#### [Problem details]
Format the lines of the records as a Markdown table with two columns, Row and Line, numbering each row and omitting blank lines.

(Segmentation annotation records)
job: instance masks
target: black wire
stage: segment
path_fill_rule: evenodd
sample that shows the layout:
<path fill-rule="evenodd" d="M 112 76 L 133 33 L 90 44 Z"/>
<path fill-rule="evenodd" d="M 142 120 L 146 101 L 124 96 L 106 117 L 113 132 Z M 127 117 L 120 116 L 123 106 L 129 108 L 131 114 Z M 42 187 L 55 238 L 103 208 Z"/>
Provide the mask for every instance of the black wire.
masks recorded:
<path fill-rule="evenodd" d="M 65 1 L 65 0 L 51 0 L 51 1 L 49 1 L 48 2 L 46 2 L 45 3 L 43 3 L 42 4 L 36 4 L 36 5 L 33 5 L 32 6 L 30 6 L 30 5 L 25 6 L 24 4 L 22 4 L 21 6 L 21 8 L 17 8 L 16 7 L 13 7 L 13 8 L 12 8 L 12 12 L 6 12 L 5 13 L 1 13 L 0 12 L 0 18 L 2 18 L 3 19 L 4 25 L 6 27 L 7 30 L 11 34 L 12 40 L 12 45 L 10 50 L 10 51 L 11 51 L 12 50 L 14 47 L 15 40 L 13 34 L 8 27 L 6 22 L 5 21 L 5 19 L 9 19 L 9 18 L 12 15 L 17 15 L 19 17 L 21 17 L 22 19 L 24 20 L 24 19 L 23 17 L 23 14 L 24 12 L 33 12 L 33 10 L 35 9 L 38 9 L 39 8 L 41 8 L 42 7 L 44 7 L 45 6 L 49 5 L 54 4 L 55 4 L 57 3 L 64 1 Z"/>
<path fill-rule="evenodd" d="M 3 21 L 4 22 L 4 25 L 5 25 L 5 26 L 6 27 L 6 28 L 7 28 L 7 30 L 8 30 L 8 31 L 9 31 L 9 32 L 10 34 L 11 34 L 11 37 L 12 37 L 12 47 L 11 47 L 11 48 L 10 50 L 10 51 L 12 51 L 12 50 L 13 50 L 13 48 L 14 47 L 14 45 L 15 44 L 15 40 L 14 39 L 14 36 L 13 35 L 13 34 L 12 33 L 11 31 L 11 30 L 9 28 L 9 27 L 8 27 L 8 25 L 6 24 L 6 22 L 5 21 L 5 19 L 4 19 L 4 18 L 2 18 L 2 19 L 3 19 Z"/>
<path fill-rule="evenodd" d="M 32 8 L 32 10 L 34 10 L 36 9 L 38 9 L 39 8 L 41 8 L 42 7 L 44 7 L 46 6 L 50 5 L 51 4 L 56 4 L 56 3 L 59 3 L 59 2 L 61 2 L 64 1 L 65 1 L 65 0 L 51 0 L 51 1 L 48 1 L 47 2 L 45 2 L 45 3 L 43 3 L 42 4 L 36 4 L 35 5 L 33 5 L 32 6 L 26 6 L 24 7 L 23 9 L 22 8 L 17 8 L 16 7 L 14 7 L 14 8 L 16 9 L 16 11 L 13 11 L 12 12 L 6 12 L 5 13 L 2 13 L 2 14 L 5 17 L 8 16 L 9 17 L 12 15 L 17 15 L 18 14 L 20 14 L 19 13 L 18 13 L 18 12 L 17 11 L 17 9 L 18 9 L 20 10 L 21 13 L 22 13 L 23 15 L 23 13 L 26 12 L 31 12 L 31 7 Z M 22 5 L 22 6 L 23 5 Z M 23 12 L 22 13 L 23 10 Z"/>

#### [Exercise result]
| Row | Line |
|---|---|
| 1 | job: instance masks |
| 2 | target: black wire |
| 3 | stage: segment |
| 4 | path_fill_rule: evenodd |
| 5 | sample that shows the layout: |
| 6 | <path fill-rule="evenodd" d="M 112 76 L 133 33 L 90 44 Z"/> |
| 7 | <path fill-rule="evenodd" d="M 142 120 L 146 101 L 124 96 L 106 117 L 113 132 Z M 127 117 L 120 116 L 123 106 L 129 108 L 131 114 Z M 42 187 L 55 238 L 103 208 Z"/> |
| 8 | Provide the mask for every instance of the black wire. |
| 9 | masks recorded: |
| 10 | <path fill-rule="evenodd" d="M 65 1 L 65 0 L 51 0 L 51 1 L 49 1 L 48 2 L 46 2 L 45 3 L 43 3 L 42 4 L 36 4 L 36 5 L 33 5 L 32 6 L 30 6 L 30 5 L 25 6 L 24 4 L 22 4 L 21 6 L 21 8 L 17 8 L 16 7 L 13 7 L 13 8 L 12 8 L 12 12 L 6 12 L 5 13 L 1 13 L 0 12 L 0 18 L 2 18 L 3 19 L 4 25 L 6 27 L 7 30 L 11 34 L 12 40 L 12 45 L 10 50 L 10 51 L 11 51 L 12 50 L 14 47 L 15 40 L 13 34 L 8 27 L 6 22 L 5 21 L 5 19 L 9 19 L 9 18 L 12 15 L 17 15 L 19 17 L 21 17 L 22 19 L 24 20 L 24 19 L 23 17 L 23 14 L 24 12 L 33 12 L 33 10 L 35 9 L 38 9 L 39 8 L 41 8 L 42 7 L 44 7 L 45 6 L 49 5 L 54 4 L 55 4 L 57 3 L 64 1 Z"/> |
| 11 | <path fill-rule="evenodd" d="M 3 21 L 4 22 L 4 25 L 5 25 L 5 26 L 6 27 L 6 28 L 7 28 L 7 30 L 8 30 L 8 31 L 9 31 L 9 32 L 10 34 L 11 34 L 11 37 L 12 37 L 12 47 L 11 47 L 11 48 L 10 50 L 10 51 L 12 51 L 12 50 L 13 50 L 13 48 L 14 47 L 14 45 L 15 44 L 15 40 L 14 39 L 14 36 L 13 35 L 13 34 L 12 33 L 11 31 L 11 30 L 9 28 L 9 27 L 8 27 L 8 25 L 6 24 L 6 22 L 5 21 L 5 19 L 4 19 L 4 18 L 2 18 L 2 19 L 3 19 Z"/> |
| 12 | <path fill-rule="evenodd" d="M 32 8 L 32 10 L 34 10 L 36 9 L 38 9 L 39 8 L 41 8 L 42 7 L 44 7 L 46 6 L 50 5 L 51 4 L 56 4 L 56 3 L 59 3 L 59 2 L 61 2 L 64 1 L 65 1 L 65 0 L 51 0 L 51 1 L 48 1 L 47 2 L 45 2 L 45 3 L 43 3 L 42 4 L 36 4 L 35 5 L 33 5 L 32 6 L 26 6 L 24 7 L 23 9 L 22 8 L 17 8 L 16 7 L 14 7 L 14 8 L 16 9 L 16 11 L 13 11 L 12 12 L 6 12 L 5 13 L 2 13 L 2 14 L 5 17 L 8 16 L 9 17 L 12 15 L 17 15 L 18 14 L 20 14 L 19 13 L 18 13 L 18 12 L 17 11 L 17 9 L 18 9 L 20 10 L 21 13 L 22 13 L 23 15 L 23 13 L 26 12 L 31 12 L 31 7 Z M 22 5 L 22 6 L 23 5 Z M 23 12 L 22 13 L 23 10 Z"/> |